▶ [Texte support]
Une autre recette : « prendre 30-50 gr de figues sèches et les faire frire jusqu’à en sentir l’odeur. Vous pouvez y ajouter 9 gr de gingembre en tranche qui ont été presque carbonisés. Ensuite, consommez le tout ».
*Une recette très connue en chine contre les rhumatismes liés à ce que l’on appelle « le vent-humidité » : « prendre 60gr de figues fraîches, un œuf frais, 15 gr d’alcool de riz et 50gr d’eau. Laissez mijoter le tout et consommez une fois par jour ».
*Une autre recette très tonifiante pour l’organisme : « prendre 1Kg de fruits secs et laisser mijoter dans de l’eau jusqu’à ce que cela devienne une pâte. Ajouter 750gr de sucre cristallisé. Remuez jusqu’à ce qu’il soit dissous, puis retirez du feu. Vous pouvez conserver cette « mélasse » dans un bocal ».
À consommer de temps en temps avec une certaine modération, car c’est délicieux.
Que disent les recherches modernes ?
*La figue contient de très nombreux antioxydants, surtout concentrés au niveau de la peau (les figues foncées en contiennent plus). Ce sont les figues fraîches qui en contiennent le plus. Ils ont un rôle préventif sur de très nombreux cancers, surtout du tube digestif, et préviennent les maladies cardio-vasculaires.
*La figue contient aussi une grande quantité de fibres dont 30% sont des fibres solubles qui normalisent le taux de cholestérol, de glucose et d’insuline. Les 70% de fibre « insoluble » vont augmenter le péristaltisme intestinal et nettoyer les villosités intestinales.
*Ce sont les figues sèches qui contiennent le maximum de nutriments, fibres, potassium, fer, sucre, mais aussi une grande quantité de calcium assimilable.

▶ [Données répertoriées]
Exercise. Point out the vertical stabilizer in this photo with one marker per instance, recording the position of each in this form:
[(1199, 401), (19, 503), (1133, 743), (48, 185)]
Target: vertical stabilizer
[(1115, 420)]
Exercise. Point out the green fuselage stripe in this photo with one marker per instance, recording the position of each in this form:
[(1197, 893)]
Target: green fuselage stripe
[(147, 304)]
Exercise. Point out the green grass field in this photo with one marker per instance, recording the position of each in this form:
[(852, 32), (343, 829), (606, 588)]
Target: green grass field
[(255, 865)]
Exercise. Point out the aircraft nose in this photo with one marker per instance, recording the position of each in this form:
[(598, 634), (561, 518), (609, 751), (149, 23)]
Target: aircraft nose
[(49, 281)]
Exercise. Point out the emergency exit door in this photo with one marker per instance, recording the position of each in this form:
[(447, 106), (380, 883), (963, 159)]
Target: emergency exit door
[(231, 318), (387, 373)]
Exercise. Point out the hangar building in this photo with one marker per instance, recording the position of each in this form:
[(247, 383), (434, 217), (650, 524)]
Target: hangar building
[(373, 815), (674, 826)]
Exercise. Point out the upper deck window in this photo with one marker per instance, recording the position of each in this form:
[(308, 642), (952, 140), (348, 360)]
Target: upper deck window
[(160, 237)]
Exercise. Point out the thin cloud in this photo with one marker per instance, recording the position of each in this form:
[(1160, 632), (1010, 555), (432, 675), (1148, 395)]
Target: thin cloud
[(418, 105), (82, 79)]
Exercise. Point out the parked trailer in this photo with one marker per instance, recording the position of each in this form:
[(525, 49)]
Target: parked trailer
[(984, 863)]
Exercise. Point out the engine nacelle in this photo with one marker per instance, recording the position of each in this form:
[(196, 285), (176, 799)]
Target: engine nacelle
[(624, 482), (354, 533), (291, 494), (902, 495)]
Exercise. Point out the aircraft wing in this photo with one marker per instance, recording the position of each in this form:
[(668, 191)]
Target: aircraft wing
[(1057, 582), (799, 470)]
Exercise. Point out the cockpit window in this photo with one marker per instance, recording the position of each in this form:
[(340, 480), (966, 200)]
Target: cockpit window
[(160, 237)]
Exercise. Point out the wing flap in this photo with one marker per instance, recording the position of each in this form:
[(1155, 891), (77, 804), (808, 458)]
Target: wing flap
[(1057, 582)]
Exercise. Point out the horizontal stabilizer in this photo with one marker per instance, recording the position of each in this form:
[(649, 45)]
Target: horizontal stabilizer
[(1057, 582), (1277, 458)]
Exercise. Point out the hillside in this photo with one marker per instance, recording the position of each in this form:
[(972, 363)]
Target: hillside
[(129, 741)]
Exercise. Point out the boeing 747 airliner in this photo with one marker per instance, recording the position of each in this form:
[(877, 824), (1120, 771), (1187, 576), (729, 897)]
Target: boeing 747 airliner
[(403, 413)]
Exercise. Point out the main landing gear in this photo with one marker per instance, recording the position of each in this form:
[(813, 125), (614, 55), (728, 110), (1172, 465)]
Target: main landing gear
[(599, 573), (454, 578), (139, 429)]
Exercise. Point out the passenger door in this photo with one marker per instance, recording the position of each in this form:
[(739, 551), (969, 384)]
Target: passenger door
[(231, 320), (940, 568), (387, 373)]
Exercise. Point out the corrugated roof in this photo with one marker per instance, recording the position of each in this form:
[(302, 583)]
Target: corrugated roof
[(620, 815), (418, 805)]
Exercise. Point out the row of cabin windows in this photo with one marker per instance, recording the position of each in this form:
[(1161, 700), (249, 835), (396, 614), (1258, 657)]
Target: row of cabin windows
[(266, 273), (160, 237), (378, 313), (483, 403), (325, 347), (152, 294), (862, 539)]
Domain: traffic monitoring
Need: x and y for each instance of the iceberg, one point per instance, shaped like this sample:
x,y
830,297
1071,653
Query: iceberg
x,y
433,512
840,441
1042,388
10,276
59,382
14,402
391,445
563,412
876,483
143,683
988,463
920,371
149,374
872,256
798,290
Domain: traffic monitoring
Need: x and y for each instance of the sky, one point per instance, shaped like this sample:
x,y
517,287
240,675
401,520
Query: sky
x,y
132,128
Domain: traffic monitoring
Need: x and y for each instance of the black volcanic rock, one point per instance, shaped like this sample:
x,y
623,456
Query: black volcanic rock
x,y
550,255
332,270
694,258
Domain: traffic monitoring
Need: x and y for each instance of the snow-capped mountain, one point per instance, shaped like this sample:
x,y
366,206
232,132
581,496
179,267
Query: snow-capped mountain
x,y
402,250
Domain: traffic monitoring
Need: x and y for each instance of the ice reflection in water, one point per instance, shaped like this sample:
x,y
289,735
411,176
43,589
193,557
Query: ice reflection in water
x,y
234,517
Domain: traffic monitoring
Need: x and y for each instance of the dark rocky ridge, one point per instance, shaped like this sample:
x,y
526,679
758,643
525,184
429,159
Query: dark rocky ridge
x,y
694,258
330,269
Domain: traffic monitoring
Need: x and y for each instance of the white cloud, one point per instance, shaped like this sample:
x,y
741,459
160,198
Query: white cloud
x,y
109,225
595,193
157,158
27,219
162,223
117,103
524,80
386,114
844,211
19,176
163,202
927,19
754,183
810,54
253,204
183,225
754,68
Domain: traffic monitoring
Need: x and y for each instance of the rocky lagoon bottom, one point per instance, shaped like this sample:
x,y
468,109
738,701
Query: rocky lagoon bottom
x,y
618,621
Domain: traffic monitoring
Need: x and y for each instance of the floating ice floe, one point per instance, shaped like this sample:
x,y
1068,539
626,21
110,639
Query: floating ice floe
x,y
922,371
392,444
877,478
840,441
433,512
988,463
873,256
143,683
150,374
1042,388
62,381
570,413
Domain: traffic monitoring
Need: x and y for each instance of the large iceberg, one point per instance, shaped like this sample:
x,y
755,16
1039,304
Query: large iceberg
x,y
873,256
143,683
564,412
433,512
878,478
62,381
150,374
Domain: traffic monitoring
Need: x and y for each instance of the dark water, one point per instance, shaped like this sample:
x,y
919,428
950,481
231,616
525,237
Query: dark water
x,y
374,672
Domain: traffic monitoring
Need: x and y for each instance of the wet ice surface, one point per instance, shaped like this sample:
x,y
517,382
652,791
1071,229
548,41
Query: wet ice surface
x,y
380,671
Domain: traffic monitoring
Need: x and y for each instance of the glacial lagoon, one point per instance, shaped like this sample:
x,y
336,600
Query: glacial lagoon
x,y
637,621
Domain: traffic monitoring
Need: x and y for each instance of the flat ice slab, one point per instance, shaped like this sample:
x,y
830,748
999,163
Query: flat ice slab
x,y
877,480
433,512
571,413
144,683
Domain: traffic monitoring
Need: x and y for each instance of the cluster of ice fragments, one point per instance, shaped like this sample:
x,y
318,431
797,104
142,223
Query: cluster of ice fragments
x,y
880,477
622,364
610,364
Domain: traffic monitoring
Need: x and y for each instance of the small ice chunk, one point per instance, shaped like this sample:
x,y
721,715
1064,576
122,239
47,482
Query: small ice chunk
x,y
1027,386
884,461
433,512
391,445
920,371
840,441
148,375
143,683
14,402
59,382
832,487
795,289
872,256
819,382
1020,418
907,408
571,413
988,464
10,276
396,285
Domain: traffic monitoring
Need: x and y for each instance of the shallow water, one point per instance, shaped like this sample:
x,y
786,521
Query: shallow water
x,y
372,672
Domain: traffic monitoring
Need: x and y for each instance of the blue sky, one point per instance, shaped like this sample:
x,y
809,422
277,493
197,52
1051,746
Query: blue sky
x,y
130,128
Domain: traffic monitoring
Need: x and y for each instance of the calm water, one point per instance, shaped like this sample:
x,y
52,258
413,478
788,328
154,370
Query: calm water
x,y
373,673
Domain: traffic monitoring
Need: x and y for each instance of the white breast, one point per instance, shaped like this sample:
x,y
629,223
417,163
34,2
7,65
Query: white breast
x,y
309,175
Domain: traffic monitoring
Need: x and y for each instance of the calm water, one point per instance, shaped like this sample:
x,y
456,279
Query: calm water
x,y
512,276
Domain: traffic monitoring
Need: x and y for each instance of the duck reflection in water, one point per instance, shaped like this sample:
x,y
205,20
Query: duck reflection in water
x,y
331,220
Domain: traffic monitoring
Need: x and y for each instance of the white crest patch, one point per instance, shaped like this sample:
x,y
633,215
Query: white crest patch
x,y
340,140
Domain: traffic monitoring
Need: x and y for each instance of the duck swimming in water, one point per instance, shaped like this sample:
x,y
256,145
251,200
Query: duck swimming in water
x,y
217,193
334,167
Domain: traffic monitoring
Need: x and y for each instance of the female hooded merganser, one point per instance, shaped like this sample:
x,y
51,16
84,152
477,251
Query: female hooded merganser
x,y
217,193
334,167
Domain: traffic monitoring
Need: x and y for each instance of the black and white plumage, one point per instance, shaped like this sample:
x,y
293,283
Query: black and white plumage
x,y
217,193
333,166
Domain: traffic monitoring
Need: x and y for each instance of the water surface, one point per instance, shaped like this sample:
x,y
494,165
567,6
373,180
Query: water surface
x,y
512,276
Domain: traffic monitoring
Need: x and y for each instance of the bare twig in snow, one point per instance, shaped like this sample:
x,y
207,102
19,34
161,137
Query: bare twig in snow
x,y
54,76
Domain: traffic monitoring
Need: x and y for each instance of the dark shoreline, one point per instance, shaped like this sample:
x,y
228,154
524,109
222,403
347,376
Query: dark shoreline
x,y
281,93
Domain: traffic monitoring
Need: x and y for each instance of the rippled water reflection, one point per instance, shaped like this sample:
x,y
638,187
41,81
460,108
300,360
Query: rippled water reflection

▶ [Travail à faire]
(A) Remplacez « antioxydants » par « polyphénols » en recopiant tout le passage du texte sur la figue qui va de « Que disent les » jusqu'à « les maladies cardio-vasculaires. ».
(B) Poursuivez le texte sur la figue à partir de sa dernière phrase.
Les données ne sont pas nécessaires pour cet exercice.

▶ [Corrigé proposé]
(A)
Que disent les recherches modernes ?
*La figue contient de très nombreux polyphénols, surtout concentrés au niveau de la peau (les figues foncées en contiennent plus). Ce sont les figues fraîches qui en contiennent le plus. Ils ont un rôle préventif sur de très nombreux cancers, surtout du tube digestif, et préviennent les maladies cardio-vasculaires.

(B)
Mode d’utilisation
La figue peut être consommée crue, séchée, dans des plats cuisinés, en pâtisserie, en confitures, etc.
En pharmacopée, quand on la prend en décoction, il faudra en consommer 30 à 60gr par jour. Si elle est crue, 1 à 2 fruits
En usage externe, on pourra en extraire le jus après cuisson pour application locale ou réduit en poudre simple ou carbonisée.
Il convient de choisir des figues saines, bien mûres, non traitées. Il faut alors les consommer rapidement. Un proverbe dit : « Pour qu’une figue soit bonne, elle doit avoir un habit de pauvre (peau grisâtre et fripée), un œil d’ivrogne (mouillée avec une gouttelette perlant à l’ostiole) et un cou de dévote (retombant par rapport au pédoncule)
* Les figues servent aussi à fabriquer un alcool qui peut être très tonique. Carbonisées, elles peuvent être un succédané du café.
Contre-indications
*Il faudra éviter d’en consommer en cas de côlon irritable, de diverticuloses intestinales. Les petites graines risquent alors d’augmenter l’inflammation.
*Il faudra éviter d’en prendre en cas de fort terrain allergique.
Conclusion
Le figuier a une très forte charge symbolique. C’est l’arbre de la connaissance, du savoir et de la fertilité. C’est aussi l’exemple type de la générosité, le symbole de la volonté de survivre.
À l’état sauvage, il s’accroche au moindre creux de rocher, la moindre fissure pour y puiser l’eau nécessaire à sa survie. Depuis la nuit des temps, c’est un arbre qui a nourri, mais aussi soigné hommes et animaux avec une « grande générosité » sans rien demander pour sa culture. Alors, n’hésitons pas à consommer son fruit le plus souvent possible, tout en obéissant à « la loi des neuf jours » (suivre lien), à l’apprécier, tout en remerciant « dame nature » de nous avoir fait un tel don.
Terminons sur une petite note d’humour.
Pagnol disait : « L’auteur dramatique fait des pièces comme un figuier fait des figues, c’est-à-dire sans rien y comprendre…”
J’espère que l’étude de cet alicament ne vous laissera pas « mi-figue mi-raisin ». Cependant, rien ne tombe du ciel. Si on veut avoir quelque chose, il faut faire quelques efforts, d’où le proverbe : « La figue ne tombe jamais en plein dans la bouche ».